2. (Original post by keepyourapology)
Could anyone help me out with this? I know the end answer is 16 but I don't know how to get there.
Write 1+i in polar form as sqrt(2) * (cos pi/4 + i sin pi/4).
Now raise sqrt(2) to the power 8 to give 2^(8/2) = 2^4 = 16, and note that for (cos pi/4 + i sin pi/4)^8, we can use De Moivre's Theorem to write this as (cos 8pi/4 + i sin 8pi/4) = cos 2pi + i sin 2pi = 1 + i(0) = 1. Now we multiply the 16 by the 1 to give the final answer of 16.

Alternatively if you don't know about polar form and De Moivre's Theorem yet, then just expand (1+i)^8 using the Binomial Theorem and simplify using the fact that powers of i follow the cycle 1,i,-1,-i.
3. (Original post by keepyourapology)

(Instructions):
- A) Answer these about the forum post on (1+i)^8:
(i) What polar form does it give for 1+i?
(ii) What number results from raising sqrt(2) to the power 8?
(iii) Which theorem does it suggest for someone who doesn't yet know polar form and De Moivre's Theorem?
- B) Copy out, word for word, the stretch of the forum post from "Alternatively if you" through "3. (Original post by keepyourapology)".

(Dataset records):

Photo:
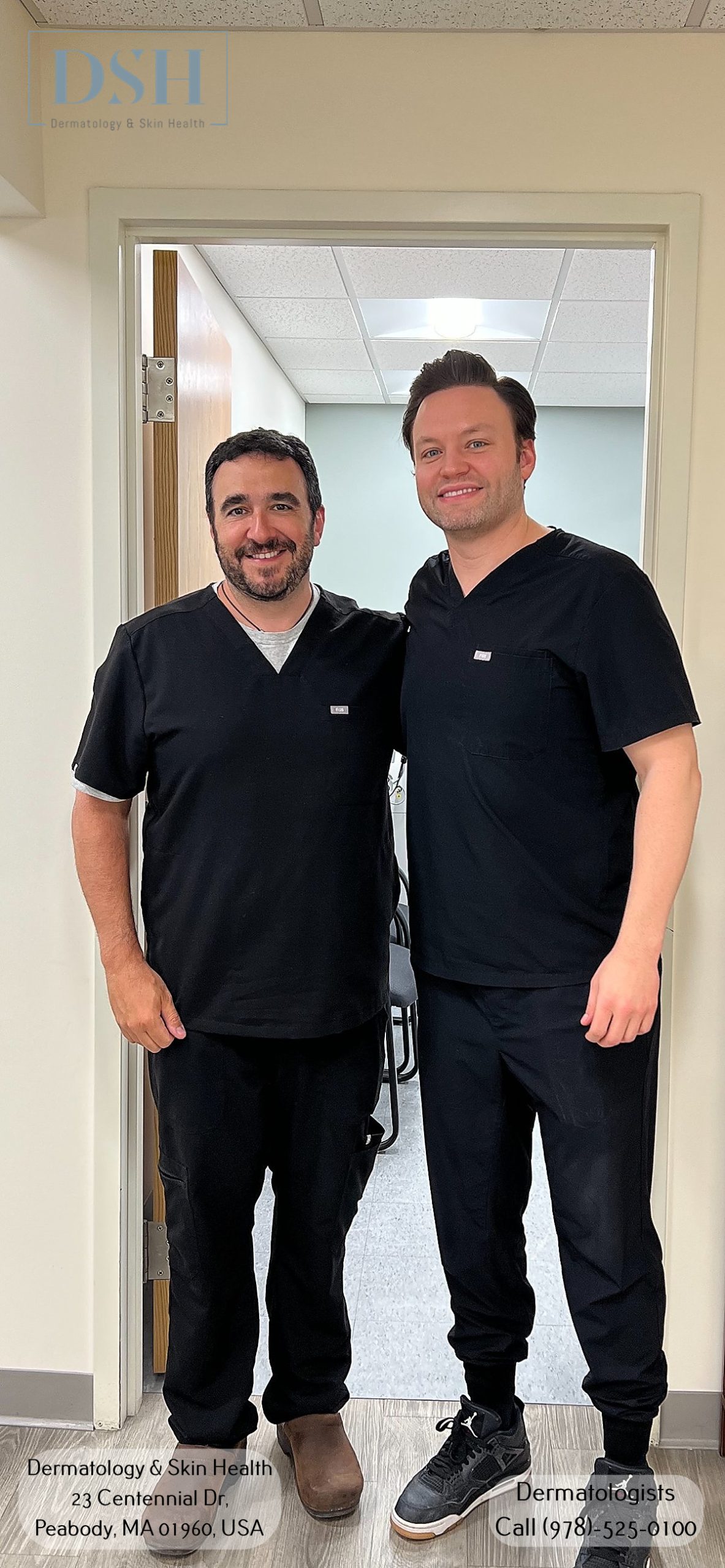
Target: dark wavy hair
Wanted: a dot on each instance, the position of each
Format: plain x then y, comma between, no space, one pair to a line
463,369
269,444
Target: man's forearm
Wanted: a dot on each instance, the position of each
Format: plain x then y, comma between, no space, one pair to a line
662,838
101,843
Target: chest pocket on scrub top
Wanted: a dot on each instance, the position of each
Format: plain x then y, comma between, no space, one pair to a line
347,734
504,703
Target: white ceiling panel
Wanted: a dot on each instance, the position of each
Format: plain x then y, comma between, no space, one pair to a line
496,320
276,272
452,272
300,317
608,275
520,15
597,15
509,360
173,13
591,391
413,15
600,322
595,356
354,383
319,353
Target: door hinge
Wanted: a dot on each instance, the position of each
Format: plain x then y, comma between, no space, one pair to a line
158,391
154,1250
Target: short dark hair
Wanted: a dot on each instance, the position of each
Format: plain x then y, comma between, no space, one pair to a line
463,369
267,444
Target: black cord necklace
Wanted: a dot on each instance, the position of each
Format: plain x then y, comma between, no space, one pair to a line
266,628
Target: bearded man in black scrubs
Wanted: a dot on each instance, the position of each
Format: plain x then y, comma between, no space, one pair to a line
259,715
542,684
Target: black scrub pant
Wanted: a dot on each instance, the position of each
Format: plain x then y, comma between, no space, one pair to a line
492,1059
228,1109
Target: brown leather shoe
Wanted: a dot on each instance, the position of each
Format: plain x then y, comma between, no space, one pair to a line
327,1471
186,1502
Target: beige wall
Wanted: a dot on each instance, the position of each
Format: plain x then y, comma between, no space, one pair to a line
525,112
21,141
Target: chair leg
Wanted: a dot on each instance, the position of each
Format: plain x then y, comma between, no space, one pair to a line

(Answers to the problems):
- A)
(i) sqrt(2) * (cos pi/4 + i sin pi/4)
(ii) 16
(iii) The Binomial Theorem

- B)
Alternatively if you don't know about polar form and De Moivre's Theorem yet, then just expand (1+i)^8 using the Binomial Theorem and simplify using the fact that powers of i follow the cycle 1,i,-1,-i.
3. (Original post by keepyourapology)